• [WHAT YOU HAVE TO DO]: Go through the entries and copy every line that has the string "this" in it.

[Saved entries]

* * * * *

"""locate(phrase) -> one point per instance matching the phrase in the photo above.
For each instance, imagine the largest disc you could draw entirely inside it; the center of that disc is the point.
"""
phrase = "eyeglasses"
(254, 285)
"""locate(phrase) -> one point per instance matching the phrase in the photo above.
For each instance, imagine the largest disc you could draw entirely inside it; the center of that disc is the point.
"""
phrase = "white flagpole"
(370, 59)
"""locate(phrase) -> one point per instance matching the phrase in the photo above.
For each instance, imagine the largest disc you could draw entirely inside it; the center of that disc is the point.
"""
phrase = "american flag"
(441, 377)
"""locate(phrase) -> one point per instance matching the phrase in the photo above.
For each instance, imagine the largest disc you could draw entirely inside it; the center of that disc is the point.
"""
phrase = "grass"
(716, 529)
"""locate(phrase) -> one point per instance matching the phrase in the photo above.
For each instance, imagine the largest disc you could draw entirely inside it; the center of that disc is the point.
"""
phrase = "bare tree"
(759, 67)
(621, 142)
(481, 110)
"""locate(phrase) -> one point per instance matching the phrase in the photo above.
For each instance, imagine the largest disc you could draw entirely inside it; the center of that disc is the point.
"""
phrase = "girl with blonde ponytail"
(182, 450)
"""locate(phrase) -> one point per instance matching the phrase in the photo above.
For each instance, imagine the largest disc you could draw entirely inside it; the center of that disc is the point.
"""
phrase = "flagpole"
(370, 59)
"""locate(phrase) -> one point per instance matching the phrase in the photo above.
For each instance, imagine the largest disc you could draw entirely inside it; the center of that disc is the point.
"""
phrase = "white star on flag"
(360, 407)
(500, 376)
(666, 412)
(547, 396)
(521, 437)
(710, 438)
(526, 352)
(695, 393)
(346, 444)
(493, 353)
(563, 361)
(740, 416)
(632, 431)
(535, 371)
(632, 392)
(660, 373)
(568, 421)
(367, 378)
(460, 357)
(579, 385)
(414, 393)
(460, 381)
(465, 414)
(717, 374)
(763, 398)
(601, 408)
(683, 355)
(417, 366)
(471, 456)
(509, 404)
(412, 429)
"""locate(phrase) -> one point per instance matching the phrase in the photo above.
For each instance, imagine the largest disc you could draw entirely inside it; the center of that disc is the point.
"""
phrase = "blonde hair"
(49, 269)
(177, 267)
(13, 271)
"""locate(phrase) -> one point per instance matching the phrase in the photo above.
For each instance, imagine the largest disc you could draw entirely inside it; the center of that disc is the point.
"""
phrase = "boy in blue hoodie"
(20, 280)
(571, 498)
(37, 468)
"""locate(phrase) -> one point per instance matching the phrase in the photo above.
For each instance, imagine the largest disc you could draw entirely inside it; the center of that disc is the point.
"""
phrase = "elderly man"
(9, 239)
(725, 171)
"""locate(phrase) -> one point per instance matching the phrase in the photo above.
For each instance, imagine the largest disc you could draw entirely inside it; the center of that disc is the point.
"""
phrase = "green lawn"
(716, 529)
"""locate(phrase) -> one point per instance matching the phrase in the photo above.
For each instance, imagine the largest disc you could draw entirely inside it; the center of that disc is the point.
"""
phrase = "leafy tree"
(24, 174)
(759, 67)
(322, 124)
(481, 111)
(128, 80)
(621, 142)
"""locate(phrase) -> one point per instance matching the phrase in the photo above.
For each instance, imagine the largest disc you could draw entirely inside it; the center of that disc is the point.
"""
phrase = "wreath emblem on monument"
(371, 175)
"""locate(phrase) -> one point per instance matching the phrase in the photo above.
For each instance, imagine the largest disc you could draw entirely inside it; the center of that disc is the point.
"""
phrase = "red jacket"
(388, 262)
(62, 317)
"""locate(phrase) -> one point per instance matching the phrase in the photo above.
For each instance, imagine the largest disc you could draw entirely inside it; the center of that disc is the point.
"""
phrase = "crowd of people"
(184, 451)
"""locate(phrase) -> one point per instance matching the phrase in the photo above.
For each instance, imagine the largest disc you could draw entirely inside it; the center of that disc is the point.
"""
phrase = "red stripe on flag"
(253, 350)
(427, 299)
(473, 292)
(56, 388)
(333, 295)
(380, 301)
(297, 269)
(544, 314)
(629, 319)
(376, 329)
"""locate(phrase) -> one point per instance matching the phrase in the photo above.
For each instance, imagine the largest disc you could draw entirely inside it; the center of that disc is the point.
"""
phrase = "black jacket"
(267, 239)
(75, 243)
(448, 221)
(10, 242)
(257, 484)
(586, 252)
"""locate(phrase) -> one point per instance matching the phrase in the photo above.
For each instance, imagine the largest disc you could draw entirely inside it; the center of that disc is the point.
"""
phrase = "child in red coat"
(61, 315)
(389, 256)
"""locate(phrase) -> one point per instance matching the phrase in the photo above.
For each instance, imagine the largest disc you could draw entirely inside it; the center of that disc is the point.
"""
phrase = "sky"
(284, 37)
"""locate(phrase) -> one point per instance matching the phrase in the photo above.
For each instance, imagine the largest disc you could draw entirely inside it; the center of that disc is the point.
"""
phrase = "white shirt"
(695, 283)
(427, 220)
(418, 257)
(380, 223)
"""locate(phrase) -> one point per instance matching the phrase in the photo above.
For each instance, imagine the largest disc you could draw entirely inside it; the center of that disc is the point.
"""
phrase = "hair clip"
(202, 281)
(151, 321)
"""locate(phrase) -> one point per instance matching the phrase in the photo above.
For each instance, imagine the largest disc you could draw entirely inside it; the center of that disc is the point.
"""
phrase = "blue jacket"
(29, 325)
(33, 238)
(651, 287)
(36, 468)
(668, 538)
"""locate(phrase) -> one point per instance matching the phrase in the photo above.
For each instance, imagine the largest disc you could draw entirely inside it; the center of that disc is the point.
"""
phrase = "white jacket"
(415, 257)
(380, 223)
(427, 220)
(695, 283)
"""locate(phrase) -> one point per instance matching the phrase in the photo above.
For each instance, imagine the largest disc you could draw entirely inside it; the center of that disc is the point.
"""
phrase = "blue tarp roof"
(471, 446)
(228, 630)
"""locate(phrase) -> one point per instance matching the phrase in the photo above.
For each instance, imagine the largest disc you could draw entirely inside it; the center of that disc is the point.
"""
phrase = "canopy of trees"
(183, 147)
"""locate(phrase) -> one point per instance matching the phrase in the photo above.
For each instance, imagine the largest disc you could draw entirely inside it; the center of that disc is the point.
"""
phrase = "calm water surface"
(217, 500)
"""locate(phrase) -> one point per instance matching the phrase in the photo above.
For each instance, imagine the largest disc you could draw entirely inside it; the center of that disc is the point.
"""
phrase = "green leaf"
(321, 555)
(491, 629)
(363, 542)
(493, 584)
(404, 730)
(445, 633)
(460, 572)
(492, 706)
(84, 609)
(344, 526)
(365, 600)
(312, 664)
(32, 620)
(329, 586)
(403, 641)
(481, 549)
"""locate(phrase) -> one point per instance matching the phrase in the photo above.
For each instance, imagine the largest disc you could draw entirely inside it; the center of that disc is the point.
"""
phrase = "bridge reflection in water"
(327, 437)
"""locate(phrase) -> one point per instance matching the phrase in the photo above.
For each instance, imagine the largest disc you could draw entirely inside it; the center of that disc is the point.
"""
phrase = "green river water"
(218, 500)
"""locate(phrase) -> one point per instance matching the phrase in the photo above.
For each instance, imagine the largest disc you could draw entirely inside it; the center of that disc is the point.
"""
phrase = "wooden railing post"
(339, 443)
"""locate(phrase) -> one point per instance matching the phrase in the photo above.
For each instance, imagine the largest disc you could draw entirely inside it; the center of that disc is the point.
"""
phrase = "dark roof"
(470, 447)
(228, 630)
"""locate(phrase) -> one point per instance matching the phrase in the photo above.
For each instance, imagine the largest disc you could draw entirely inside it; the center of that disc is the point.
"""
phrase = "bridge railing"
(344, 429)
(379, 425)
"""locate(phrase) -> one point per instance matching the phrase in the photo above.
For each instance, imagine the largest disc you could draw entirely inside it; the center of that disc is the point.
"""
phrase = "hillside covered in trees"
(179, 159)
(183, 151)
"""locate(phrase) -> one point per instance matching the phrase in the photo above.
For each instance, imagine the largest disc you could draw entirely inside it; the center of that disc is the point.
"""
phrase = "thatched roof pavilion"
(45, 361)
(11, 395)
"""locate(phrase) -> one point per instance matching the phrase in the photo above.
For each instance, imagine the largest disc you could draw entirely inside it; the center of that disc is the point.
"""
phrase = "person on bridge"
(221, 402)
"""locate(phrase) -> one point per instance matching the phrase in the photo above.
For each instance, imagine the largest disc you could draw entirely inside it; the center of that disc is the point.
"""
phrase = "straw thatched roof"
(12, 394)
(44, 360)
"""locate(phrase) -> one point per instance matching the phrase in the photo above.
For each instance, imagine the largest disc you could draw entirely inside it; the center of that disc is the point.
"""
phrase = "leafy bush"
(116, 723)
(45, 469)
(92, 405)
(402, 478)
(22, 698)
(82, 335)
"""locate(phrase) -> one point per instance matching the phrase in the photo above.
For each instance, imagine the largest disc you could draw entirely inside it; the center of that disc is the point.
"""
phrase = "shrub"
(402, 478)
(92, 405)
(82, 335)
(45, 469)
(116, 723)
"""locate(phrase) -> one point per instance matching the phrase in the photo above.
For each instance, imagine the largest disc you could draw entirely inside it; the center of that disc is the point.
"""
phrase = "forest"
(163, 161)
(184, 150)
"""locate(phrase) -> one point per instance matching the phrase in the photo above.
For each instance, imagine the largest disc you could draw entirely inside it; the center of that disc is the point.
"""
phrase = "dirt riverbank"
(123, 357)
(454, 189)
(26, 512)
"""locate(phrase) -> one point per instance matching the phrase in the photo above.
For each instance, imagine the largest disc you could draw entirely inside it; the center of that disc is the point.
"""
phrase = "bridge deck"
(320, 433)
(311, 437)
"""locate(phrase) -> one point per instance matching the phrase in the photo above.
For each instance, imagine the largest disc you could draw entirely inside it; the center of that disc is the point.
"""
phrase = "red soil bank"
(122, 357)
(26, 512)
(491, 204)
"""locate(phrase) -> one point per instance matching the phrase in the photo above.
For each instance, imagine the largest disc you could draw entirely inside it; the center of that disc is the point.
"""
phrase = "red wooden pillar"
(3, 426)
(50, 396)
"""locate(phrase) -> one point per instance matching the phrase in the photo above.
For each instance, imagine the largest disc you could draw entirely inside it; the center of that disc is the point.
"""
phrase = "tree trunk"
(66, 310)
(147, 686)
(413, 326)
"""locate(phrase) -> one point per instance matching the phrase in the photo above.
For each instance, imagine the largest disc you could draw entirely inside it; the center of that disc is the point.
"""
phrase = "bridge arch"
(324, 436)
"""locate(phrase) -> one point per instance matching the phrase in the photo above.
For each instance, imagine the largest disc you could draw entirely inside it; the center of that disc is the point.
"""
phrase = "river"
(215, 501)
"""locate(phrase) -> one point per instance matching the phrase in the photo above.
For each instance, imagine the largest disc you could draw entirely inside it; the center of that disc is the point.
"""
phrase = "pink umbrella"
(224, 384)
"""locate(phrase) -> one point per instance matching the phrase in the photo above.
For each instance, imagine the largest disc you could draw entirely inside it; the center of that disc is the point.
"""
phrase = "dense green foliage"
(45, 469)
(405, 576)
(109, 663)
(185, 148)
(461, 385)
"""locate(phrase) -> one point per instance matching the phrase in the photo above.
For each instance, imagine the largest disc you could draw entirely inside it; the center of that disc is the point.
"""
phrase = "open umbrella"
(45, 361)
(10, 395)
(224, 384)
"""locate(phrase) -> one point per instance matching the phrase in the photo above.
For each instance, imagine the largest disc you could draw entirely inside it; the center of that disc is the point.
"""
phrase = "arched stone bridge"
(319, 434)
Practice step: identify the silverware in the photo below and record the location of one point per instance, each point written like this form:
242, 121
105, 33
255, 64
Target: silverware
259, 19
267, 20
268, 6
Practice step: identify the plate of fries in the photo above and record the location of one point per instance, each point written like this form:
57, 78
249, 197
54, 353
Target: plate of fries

* * * * *

• [COMPLETED EXERCISE]:
Practice step: identify the silverware in the photo below and record the location of one point per instance, each point written like this form:
Practice step: identify the plate of fries in the photo above and record the location of one point per instance, each point written like this form:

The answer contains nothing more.